The problem: Set out the rows as a numbered list, from their start through the line containing "24], [42, 0]]", and skip any blank lines.
*** Data shown
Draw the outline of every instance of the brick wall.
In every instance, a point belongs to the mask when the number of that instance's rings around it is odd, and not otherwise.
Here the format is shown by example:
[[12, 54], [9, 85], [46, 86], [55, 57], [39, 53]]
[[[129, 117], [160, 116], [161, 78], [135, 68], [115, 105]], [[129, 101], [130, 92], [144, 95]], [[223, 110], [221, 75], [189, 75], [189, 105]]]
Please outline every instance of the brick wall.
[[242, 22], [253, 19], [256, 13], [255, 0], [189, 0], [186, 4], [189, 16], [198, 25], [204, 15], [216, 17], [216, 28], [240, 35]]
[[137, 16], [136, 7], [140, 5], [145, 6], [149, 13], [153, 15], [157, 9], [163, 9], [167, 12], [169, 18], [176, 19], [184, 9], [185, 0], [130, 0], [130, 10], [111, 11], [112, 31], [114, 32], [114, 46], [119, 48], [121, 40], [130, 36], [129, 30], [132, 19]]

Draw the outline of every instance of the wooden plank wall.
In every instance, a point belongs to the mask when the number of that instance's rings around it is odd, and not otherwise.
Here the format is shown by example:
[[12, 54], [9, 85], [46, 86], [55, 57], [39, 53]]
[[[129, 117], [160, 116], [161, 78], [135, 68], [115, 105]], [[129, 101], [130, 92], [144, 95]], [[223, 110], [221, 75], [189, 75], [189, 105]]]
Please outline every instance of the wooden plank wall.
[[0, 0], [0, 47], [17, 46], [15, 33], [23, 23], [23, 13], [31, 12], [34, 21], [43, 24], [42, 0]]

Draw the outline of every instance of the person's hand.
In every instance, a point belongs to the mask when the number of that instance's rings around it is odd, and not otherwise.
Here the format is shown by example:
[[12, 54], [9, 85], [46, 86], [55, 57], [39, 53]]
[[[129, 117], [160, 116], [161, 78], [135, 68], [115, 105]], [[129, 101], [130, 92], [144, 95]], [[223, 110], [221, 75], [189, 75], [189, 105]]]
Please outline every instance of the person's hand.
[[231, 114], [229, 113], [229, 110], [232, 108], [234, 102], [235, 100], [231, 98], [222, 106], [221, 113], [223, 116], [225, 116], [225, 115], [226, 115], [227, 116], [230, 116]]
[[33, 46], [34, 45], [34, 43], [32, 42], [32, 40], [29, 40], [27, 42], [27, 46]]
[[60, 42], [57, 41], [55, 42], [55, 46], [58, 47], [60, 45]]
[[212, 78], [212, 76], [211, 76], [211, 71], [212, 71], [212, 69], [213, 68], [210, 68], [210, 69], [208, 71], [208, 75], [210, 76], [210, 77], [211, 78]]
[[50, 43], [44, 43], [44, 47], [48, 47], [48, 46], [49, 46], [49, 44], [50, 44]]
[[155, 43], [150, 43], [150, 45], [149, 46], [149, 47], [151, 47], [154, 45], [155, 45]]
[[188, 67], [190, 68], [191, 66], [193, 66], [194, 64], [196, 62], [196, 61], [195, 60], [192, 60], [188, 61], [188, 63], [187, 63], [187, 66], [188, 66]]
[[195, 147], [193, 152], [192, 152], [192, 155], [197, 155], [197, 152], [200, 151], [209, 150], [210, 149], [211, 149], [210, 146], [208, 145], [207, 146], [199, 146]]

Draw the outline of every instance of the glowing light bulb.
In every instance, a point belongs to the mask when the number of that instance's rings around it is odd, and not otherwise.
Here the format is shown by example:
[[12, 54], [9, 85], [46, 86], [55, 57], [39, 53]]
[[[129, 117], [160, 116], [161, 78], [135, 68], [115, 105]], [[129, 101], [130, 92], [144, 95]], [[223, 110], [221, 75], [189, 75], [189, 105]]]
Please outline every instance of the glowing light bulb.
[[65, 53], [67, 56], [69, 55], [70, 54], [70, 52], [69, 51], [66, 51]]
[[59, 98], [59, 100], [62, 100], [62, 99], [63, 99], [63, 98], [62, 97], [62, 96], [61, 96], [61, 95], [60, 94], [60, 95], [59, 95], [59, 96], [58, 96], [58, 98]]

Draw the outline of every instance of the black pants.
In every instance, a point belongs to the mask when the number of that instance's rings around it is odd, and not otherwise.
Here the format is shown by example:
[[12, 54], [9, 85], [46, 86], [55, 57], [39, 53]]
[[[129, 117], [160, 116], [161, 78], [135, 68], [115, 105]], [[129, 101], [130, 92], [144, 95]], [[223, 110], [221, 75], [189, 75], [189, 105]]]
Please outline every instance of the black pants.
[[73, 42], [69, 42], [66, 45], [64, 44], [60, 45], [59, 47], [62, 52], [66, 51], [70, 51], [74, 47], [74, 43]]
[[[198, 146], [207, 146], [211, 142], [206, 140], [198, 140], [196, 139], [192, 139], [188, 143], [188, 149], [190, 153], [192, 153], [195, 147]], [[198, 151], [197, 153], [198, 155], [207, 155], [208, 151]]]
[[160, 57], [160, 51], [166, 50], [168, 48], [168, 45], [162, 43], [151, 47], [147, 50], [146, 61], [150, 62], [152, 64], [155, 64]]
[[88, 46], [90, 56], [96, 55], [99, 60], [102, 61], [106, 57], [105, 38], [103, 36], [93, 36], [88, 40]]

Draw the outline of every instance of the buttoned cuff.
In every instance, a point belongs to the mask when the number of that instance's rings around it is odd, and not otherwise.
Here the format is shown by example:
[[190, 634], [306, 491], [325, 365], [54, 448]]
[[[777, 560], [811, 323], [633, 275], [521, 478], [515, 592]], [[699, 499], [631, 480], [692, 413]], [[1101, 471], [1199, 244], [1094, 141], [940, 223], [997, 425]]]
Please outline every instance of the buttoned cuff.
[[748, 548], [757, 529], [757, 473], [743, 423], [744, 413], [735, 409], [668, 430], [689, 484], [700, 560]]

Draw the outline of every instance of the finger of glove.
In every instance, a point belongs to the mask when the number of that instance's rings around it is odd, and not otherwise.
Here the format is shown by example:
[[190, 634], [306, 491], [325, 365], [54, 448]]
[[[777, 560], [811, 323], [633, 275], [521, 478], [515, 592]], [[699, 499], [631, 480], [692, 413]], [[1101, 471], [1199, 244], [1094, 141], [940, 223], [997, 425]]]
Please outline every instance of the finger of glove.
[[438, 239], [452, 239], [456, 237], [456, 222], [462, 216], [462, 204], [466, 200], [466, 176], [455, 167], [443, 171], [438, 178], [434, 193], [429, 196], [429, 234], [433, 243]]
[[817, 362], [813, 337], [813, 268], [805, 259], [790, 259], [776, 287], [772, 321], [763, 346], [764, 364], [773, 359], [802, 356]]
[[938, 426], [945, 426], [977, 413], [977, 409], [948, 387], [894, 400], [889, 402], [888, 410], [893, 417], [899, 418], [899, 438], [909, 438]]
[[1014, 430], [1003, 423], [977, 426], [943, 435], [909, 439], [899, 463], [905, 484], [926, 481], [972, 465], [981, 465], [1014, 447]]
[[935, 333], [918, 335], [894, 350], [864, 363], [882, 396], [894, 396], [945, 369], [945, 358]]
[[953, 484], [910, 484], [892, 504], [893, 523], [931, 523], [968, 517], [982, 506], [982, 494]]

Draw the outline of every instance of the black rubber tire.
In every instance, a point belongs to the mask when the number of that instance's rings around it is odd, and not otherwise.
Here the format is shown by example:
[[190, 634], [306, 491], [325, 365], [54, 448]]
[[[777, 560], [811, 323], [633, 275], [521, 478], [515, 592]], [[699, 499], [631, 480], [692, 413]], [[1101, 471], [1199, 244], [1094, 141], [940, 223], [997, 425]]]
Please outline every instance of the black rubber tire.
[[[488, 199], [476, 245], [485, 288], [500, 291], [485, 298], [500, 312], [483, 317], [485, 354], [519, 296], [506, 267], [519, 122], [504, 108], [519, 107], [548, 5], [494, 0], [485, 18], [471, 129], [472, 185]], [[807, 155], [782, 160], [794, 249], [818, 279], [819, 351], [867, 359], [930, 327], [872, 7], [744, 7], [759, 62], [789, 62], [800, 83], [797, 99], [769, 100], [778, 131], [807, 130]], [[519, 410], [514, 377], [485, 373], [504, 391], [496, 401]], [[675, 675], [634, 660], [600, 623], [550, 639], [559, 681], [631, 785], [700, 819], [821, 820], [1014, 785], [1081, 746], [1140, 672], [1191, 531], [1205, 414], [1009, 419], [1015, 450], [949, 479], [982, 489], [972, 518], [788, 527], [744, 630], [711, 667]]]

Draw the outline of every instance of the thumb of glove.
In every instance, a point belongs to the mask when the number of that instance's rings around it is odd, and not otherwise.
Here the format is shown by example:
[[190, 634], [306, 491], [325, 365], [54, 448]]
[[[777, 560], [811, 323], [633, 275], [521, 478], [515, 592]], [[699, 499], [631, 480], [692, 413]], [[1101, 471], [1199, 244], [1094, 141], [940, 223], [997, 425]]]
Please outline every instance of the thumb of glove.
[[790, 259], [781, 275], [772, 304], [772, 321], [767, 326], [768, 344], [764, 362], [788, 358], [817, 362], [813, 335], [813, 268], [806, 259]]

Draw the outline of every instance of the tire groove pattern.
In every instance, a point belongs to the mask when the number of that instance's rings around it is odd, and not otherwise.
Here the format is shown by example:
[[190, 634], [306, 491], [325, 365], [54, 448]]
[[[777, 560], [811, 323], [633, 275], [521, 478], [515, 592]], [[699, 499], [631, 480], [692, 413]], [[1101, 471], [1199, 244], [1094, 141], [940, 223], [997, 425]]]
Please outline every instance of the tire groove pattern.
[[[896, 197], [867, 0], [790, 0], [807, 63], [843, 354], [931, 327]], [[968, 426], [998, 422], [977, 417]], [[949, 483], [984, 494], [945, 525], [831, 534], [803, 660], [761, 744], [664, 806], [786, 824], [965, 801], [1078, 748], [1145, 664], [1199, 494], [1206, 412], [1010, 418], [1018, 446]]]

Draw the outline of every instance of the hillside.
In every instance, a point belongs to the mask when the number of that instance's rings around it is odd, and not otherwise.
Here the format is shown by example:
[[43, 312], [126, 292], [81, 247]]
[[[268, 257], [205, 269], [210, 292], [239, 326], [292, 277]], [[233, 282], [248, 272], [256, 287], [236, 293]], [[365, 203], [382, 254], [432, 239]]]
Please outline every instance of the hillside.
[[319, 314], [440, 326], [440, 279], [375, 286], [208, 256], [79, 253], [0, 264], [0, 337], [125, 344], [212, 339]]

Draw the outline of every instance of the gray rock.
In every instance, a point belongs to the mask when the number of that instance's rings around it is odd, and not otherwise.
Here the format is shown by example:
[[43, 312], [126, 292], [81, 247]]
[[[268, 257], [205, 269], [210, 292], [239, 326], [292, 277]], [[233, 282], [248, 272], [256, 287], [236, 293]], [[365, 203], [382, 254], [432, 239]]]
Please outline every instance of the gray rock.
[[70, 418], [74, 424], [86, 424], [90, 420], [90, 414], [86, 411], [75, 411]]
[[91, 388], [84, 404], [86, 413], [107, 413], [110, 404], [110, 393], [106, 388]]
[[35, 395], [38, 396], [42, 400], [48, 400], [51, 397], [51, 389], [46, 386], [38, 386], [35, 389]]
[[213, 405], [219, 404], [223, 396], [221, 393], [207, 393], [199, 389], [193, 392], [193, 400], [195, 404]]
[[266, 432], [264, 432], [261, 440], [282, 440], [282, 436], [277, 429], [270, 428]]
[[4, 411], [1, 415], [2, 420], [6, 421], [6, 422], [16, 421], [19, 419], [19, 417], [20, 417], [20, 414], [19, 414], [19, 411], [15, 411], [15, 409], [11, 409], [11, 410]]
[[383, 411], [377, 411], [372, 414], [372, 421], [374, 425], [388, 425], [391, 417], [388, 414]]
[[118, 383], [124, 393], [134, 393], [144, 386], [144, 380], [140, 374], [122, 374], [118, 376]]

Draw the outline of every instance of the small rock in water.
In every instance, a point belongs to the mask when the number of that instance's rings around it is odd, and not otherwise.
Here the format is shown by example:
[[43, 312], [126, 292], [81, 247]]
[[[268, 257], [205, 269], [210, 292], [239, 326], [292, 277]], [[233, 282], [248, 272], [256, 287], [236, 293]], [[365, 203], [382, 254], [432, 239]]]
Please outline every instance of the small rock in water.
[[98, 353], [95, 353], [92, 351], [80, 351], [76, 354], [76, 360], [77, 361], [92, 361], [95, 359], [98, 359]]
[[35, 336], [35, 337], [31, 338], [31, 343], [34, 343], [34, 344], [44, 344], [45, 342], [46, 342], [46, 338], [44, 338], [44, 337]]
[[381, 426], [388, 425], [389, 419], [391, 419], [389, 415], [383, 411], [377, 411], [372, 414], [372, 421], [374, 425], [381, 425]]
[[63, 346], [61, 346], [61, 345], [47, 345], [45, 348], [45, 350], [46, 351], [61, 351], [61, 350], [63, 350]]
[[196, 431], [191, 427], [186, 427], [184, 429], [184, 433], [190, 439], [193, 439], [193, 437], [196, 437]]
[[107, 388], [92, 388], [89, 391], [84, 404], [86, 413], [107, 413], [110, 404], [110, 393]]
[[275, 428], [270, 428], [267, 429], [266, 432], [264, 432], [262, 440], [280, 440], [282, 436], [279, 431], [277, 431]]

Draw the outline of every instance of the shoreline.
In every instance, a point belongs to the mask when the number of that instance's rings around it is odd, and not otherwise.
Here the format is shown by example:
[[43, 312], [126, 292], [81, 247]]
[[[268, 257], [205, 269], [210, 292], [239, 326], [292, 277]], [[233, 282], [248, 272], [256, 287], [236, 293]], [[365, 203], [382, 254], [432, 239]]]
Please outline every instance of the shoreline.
******
Answer to this problem:
1. Draw the outline of every instance of the brick wall.
2. In every instance, a point belongs to the mask when the number of that instance's rings around it is odd, and not otherwise.
3. Here the format is shown by example:
4. [[12, 54], [9, 85], [46, 86], [55, 57], [39, 53]]
5. [[[129, 117], [160, 116], [161, 78], [135, 68], [115, 105]], [[129, 101], [130, 92], [144, 95]], [[223, 110], [221, 75], [189, 75], [189, 105]]]
6. Please outline every instance of the brick wall.
7. [[242, 22], [253, 19], [256, 13], [255, 0], [189, 0], [186, 4], [189, 16], [198, 25], [204, 15], [216, 17], [216, 28], [240, 35]]
8. [[137, 16], [136, 7], [140, 5], [145, 6], [149, 13], [153, 15], [157, 9], [163, 9], [167, 12], [169, 18], [176, 19], [184, 9], [185, 0], [130, 0], [130, 10], [111, 11], [112, 31], [114, 32], [114, 46], [119, 48], [121, 40], [130, 36], [129, 30], [132, 19]]
9. Draw the outline of every instance of the wooden plank wall.
10. In every instance, a point belongs to the mask when the number of that instance's rings around it is odd, and not otherwise.
11. Here the format is shown by example:
12. [[12, 54], [9, 85], [46, 86], [55, 57], [39, 53]]
13. [[[129, 117], [160, 116], [161, 78], [135, 68], [115, 105]], [[129, 101], [130, 92], [144, 95]], [[223, 110], [221, 75], [189, 75], [189, 105]]]
14. Please outline every instance of the wooden plank wall.
15. [[0, 0], [0, 47], [17, 46], [15, 33], [23, 23], [23, 13], [31, 12], [34, 21], [43, 24], [42, 0]]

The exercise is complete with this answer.